**TASK DESCRIPTION**
Please render the stretch from the row containing "Could you please point out the yellow flower center" through the end of the rows as a two-column CSV headed row_text and answer, with one line for each row and its answer. Put each value in a single quoted field, with any line breaks turned into spaces.

[Excerpt from a dataset]

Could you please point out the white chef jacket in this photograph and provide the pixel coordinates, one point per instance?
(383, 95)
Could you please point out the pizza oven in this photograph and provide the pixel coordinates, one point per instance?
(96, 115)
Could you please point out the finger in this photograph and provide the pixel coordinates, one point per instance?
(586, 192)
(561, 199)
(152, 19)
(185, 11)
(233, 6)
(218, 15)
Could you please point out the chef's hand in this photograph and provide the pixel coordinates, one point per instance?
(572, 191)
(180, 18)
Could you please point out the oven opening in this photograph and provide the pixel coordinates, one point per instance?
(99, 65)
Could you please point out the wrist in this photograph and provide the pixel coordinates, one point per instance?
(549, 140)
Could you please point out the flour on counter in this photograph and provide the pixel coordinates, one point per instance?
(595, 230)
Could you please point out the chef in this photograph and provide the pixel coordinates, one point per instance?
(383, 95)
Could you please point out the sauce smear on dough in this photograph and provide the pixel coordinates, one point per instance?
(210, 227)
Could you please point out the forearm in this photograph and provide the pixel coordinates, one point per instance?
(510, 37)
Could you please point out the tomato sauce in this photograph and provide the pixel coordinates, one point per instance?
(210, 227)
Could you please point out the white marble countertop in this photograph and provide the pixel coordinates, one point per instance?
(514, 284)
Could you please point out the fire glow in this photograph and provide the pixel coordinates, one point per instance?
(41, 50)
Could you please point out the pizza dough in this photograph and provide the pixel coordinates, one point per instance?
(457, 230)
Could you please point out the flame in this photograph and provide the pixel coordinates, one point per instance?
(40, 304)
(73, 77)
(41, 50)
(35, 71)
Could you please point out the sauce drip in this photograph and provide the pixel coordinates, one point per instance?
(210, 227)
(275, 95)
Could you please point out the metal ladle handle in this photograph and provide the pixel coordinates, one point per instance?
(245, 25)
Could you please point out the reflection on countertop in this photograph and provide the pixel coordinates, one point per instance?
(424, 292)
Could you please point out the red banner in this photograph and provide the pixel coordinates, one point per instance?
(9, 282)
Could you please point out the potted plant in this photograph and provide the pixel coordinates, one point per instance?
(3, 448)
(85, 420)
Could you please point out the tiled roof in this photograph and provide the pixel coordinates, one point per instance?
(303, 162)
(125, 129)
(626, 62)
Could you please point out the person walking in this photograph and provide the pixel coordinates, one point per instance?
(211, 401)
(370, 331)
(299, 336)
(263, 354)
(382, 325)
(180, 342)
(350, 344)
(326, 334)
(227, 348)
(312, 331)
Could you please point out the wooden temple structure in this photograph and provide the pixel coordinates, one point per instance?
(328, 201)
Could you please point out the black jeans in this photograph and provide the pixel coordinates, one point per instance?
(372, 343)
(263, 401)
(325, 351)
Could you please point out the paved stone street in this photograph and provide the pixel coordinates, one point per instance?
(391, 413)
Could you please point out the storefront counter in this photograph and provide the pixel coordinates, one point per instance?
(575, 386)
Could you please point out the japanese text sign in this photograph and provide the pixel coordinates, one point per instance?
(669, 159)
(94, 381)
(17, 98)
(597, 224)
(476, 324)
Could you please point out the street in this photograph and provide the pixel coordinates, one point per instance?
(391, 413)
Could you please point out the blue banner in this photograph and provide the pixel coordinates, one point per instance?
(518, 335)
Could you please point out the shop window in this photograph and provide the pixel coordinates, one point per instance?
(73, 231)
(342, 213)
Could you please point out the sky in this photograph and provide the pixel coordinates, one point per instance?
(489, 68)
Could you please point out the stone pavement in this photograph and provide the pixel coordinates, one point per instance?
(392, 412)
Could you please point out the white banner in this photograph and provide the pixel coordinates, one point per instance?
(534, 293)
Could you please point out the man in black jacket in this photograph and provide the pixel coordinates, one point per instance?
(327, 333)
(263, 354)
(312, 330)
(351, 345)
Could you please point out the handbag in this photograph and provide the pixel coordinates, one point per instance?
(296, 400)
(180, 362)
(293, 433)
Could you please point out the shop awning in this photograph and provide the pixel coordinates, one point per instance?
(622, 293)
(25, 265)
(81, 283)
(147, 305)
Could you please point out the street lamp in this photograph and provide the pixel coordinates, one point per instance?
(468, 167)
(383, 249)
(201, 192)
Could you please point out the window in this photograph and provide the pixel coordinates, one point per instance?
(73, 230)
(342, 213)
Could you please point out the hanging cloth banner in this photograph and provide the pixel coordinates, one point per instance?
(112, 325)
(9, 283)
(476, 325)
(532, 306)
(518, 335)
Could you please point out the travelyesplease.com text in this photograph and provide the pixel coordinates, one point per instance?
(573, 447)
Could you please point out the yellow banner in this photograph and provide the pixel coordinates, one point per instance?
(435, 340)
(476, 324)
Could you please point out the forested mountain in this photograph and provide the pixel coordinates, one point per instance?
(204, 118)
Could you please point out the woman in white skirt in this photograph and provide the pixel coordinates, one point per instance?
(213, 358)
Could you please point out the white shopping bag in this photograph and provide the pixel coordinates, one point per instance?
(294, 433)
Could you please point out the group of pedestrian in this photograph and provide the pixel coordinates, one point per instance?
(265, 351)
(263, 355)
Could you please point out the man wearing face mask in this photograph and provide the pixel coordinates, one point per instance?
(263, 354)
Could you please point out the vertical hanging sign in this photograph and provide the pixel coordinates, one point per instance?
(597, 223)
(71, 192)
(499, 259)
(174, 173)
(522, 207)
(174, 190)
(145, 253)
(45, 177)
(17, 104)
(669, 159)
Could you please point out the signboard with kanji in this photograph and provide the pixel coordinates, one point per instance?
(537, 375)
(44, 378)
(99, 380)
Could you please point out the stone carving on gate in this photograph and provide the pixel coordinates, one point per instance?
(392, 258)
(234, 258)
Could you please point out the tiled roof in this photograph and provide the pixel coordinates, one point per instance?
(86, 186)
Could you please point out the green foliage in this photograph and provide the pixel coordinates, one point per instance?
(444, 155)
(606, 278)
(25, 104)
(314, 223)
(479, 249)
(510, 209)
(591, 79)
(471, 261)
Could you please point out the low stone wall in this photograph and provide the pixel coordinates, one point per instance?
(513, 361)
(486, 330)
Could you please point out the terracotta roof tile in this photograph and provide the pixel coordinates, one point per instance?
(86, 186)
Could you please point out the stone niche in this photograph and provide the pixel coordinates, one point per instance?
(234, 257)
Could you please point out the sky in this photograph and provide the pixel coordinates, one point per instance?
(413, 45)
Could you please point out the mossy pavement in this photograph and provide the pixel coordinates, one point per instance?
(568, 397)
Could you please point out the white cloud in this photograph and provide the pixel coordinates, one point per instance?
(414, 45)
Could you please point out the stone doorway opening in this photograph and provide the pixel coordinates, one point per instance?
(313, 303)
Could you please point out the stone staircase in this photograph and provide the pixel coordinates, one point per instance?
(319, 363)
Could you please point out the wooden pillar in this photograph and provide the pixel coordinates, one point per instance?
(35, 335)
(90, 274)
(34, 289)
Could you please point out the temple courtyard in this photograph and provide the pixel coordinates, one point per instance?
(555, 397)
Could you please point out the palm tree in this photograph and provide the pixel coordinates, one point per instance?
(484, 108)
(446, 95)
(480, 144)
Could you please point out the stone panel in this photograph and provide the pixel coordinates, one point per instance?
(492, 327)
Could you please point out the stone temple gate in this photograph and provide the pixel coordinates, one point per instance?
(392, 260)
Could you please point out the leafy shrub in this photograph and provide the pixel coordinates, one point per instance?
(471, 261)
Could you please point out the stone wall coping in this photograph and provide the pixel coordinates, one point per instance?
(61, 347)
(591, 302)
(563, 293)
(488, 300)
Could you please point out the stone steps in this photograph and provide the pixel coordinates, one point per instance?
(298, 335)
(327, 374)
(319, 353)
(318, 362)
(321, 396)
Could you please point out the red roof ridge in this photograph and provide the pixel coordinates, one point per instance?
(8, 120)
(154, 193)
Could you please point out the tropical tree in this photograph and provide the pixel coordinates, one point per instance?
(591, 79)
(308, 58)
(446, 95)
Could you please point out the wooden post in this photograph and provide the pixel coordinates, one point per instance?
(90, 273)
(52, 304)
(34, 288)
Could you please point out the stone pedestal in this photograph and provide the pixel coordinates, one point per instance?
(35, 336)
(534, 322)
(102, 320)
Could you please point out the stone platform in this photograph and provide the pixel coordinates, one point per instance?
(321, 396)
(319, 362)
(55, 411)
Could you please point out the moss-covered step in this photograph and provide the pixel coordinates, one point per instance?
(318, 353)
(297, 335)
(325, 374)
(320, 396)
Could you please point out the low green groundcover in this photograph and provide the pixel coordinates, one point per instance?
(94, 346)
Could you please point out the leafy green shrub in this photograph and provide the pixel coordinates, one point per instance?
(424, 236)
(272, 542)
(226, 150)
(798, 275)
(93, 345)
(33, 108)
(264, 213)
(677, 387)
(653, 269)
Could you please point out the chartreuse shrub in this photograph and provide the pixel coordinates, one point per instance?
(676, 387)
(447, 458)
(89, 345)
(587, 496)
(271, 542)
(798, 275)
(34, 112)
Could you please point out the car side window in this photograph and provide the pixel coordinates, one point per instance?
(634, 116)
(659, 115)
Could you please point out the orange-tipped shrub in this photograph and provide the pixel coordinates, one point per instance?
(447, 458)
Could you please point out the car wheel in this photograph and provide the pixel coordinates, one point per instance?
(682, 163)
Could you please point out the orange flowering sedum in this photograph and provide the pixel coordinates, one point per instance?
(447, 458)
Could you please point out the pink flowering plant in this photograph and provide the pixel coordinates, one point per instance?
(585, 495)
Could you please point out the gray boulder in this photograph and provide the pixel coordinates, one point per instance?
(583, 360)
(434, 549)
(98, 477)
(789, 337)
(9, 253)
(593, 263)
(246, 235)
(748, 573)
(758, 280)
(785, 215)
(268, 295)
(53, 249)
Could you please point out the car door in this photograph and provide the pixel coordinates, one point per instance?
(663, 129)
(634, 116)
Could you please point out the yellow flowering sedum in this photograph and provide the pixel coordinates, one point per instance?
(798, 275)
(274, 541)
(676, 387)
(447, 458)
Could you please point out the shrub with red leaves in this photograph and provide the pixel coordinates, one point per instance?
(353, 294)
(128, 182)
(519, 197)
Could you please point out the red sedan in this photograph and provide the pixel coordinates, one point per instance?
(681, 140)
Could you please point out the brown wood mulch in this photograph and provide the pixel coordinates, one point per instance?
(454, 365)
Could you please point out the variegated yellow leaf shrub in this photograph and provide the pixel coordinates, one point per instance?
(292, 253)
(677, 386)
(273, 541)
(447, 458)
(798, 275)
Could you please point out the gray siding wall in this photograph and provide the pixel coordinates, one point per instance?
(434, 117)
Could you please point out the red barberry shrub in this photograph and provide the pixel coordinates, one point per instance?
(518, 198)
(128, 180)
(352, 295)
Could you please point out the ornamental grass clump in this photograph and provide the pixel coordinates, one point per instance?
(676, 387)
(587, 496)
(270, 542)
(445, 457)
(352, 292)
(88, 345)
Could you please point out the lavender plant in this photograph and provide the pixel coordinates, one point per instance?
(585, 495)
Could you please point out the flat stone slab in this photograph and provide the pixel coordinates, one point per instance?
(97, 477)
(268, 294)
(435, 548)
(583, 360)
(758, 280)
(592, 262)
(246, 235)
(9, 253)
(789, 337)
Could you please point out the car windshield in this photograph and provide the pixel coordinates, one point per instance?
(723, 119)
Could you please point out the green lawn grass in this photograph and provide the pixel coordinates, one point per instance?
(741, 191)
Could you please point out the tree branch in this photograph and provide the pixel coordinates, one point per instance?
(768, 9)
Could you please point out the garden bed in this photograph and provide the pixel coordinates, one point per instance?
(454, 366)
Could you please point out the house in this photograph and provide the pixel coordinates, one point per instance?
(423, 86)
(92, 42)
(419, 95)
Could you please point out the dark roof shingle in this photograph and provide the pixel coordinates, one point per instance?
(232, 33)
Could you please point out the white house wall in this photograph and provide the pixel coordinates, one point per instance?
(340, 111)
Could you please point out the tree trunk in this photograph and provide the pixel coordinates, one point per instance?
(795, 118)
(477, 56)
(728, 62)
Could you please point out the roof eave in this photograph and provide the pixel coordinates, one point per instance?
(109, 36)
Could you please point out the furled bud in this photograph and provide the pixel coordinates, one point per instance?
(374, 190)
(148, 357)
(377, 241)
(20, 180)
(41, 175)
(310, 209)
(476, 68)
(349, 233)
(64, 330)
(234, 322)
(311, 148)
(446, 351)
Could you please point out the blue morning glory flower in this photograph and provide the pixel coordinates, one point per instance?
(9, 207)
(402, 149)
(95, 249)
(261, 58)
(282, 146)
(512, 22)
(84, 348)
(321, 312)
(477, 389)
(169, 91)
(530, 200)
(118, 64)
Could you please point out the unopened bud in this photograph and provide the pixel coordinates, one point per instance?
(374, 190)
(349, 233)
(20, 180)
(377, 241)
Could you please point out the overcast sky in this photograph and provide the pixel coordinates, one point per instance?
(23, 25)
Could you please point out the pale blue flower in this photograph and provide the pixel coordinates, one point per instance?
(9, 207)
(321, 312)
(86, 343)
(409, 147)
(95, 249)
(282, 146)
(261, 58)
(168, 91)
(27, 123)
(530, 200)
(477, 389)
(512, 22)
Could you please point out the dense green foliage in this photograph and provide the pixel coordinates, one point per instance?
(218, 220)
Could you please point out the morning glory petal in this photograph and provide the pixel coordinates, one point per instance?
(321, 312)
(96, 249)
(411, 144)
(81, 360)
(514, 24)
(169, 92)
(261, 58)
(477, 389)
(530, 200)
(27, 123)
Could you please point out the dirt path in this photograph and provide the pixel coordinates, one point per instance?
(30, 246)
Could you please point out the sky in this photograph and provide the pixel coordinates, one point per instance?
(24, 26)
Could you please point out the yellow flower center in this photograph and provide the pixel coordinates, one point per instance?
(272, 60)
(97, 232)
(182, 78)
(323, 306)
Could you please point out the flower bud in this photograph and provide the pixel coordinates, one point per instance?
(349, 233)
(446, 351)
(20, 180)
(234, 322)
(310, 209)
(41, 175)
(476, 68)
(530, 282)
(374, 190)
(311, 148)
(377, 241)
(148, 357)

**TASK OUTPUT**
row_text,answer
"Could you please point out the yellow flower center in this photograph and provide the pixel coordinates, one point per instance?","(272, 60) (97, 232) (182, 78) (323, 306)"
"Could you please point out the flower bud in this photograph and provide the pixel coordinates, one point per instance?","(349, 233) (446, 351) (20, 180) (234, 322) (310, 209) (41, 175) (476, 68) (530, 282) (374, 190) (311, 148) (377, 241) (148, 357)"